- Zitierter Text
---+---

Ohne Zivilgesellschaft keine Demokratie

Demokratie ist ein ewiger Prozess. Er kennt kein Ende, kann aber immer und überall einen Anfang finden. Damit eine demokratische Revolution gelingen kann, braucht es eine starke Zivilgesellschaft. Das lässt sich im arabischen Raum gegenwärtig gut beobachten.

epa04462188 Supporters of Rachid Ghannouchi, leader of the Islamist Ennahda party, attend an electoral campaign rally in Tunis,Tunisia on 24 October 2014. The parliamentary elections in Tunisia are scheduled for 26 October. The elections are a major step in the process of democratization in Tunisia, the birthplace from late 2010 of the Arab Spring uprisings. EPA/MOHAMED MESSARA (Bild: MOHAMED MESSARA)

---+---

- Ausgelesenes Material
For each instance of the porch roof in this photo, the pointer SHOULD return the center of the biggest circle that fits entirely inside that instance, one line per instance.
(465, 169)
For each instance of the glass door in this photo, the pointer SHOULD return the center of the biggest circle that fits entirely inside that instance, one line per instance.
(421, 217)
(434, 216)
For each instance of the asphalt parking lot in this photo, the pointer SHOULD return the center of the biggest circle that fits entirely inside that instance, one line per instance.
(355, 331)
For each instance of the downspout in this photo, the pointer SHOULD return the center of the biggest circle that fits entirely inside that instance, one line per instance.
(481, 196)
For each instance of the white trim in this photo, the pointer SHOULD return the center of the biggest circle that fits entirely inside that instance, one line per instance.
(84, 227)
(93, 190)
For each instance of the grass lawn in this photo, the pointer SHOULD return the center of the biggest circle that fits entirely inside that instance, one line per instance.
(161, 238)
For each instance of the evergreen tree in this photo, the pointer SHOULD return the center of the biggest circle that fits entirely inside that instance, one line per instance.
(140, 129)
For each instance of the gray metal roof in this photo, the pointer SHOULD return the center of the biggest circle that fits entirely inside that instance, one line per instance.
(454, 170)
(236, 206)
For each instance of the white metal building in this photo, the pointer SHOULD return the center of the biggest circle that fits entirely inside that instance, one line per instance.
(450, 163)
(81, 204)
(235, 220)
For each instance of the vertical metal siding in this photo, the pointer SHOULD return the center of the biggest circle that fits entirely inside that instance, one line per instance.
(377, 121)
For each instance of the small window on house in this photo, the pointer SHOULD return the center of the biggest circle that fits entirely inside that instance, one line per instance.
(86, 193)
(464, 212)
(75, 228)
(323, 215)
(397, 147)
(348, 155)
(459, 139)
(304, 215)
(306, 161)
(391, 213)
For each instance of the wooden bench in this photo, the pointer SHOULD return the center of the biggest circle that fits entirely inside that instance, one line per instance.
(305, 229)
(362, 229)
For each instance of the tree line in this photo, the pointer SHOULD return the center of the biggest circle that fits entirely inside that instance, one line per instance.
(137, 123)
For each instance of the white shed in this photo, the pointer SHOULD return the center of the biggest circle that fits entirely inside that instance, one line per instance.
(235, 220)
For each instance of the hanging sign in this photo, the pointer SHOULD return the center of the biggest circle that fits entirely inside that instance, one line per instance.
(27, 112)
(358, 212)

---+---

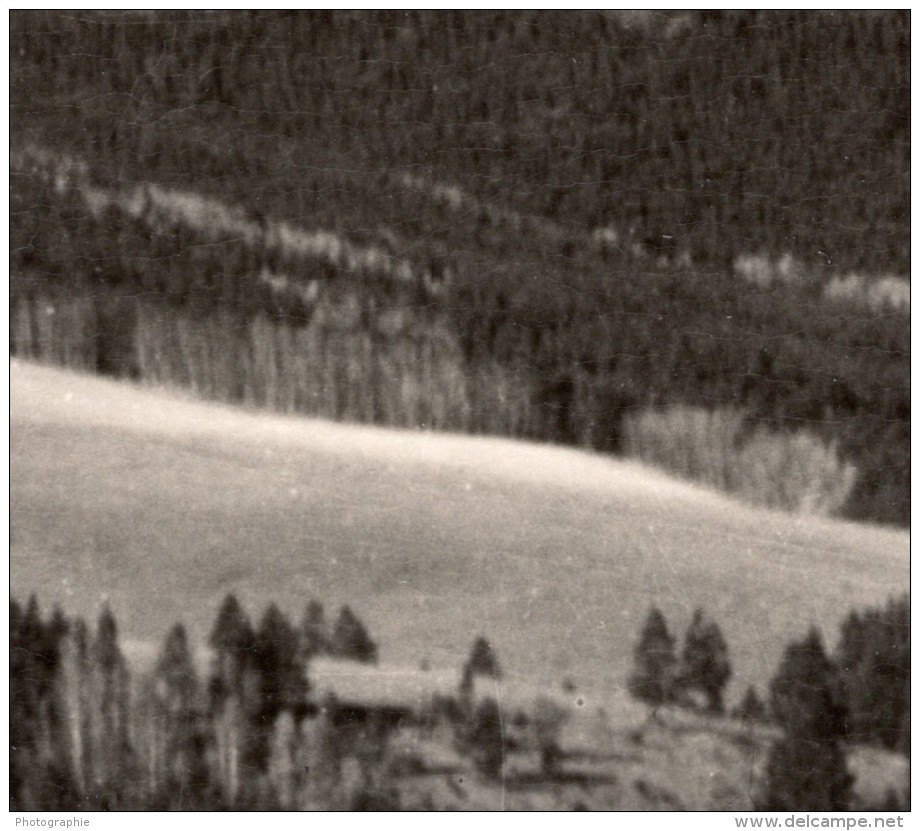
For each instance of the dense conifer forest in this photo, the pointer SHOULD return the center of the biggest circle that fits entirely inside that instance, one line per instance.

---+---

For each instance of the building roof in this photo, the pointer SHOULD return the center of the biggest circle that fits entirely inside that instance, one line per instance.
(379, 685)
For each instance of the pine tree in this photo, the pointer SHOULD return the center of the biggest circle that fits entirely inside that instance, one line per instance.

---+---

- Übungsaufgaben
A: Übersetze den Satz „Damit eine demokratische Revolution gelingen kann, braucht es eine starke Zivilgesellschaft.“ aus dem Text über Demokratie und Zivilgesellschaft ins Englische.
B: Gib den Abschnitt des Textes über Demokratie und Zivilgesellschaft erneut wieder. Beginne bei den Worten „epa04462188 Supporters of“, höre nach „(Bild: MOHAMED MESSARA)“ auf und tausche dabei „parliamentary elections“ gegen „presidential elections“ aus.
C: Führe den Text über Demokratie und Zivilgesellschaft dort fort, wo er endet.

- Lösungen
A: For a democratic revolution to succeed, a strong civil society is needed.

B:
epa04462188 Supporters of Rachid Ghannouchi, leader of the Islamist Ennahda party, attend an electoral campaign rally in Tunis,Tunisia on 24 October 2014. The presidential elections in Tunisia are scheduled for 26 October. The elections are a major step in the process of democratization in Tunisia, the birthplace from late 2010 of the Arab Spring uprisings. EPA/MOHAMED MESSARA (Bild: MOHAMED MESSARA)

C:
Demokratie ist ein ewiger Prozess. Er kennt kein Ende, kann aber immer und überall einen Anfang finden. Damit eine demokratische Revolution gelingen kann, braucht es eine starke Zivilgesellschaft. Das lässt sich im arabischen Raum gegenwärtig gut beobachten.

Die Idee, sich die Demokratie als Mosaik von Hunderten sich bewegender Elemente vorzustellen, die jedes für sich und alle zusammen auch in ihrer Beziehung zueinander die Qualität der Demokratie ausmachen, ist ganz praktisch. Deshalb begegnet man ihr derzeit immer wieder an verschiedenen Orten und in ganz unterschiedlichen Zusammenhängen.

An den Orten, wo viele unter der Regression des Prozesses der Demokratie leiden, erlaubt dieses Konzept die Benennung konkreter Defizite und verdrängter Ansprüche. Dort, wo der Fortschritt des demokratischen Prozesses deutlich wird, ermöglicht dieses Konzept dessen Analyse. Und zwar derart, dass an wiederum anderen Orten, wo der demokratische Prozess noch gar nicht richtig in Gang gekommen ist, viele merken, woran sie arbeiten müssen, um diesen Prozess zu starten.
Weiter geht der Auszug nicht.